Locate each line in the items below that contains the string "microphone" and copy those lines out in full. Case counts when matching.

(Extracted entries):
--- BEGIN ---
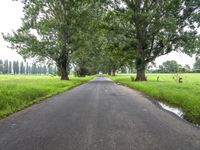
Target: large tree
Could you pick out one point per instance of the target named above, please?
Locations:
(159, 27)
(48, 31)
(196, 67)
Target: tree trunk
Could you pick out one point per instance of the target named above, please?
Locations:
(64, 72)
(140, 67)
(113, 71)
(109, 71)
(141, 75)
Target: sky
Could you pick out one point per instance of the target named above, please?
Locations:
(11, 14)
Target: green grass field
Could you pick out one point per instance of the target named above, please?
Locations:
--- END ---
--- BEGIN ---
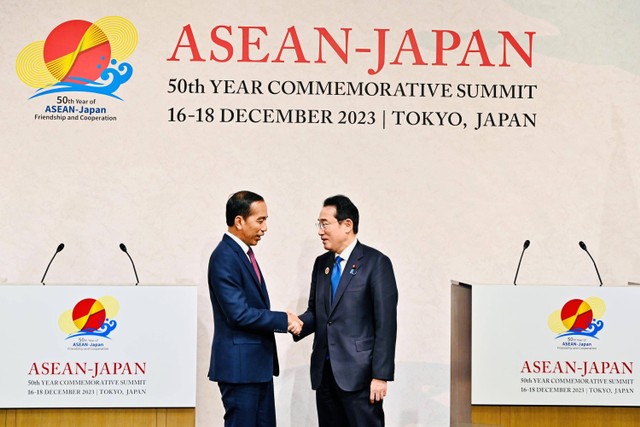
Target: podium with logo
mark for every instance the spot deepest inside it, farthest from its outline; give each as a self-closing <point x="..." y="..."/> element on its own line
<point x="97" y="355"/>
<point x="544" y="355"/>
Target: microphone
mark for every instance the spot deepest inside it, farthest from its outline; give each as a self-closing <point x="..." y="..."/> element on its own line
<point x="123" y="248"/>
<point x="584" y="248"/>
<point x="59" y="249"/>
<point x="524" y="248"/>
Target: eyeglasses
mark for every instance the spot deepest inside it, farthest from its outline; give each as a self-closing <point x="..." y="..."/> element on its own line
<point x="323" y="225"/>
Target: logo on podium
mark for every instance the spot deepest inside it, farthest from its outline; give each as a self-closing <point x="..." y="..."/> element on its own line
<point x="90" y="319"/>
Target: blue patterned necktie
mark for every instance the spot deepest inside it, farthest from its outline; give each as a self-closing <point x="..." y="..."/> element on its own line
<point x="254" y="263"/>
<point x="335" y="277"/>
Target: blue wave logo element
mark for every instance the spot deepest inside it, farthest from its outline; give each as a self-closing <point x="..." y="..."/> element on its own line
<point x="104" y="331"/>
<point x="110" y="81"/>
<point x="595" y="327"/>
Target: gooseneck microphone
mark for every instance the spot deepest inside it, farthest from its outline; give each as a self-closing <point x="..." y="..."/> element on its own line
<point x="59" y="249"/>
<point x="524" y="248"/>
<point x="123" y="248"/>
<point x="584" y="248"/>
--- END ---
--- BEGIN ---
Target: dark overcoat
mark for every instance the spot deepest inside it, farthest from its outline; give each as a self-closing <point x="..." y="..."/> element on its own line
--- END ---
(Correct answer):
Target: microphone
Target: gooseneck microphone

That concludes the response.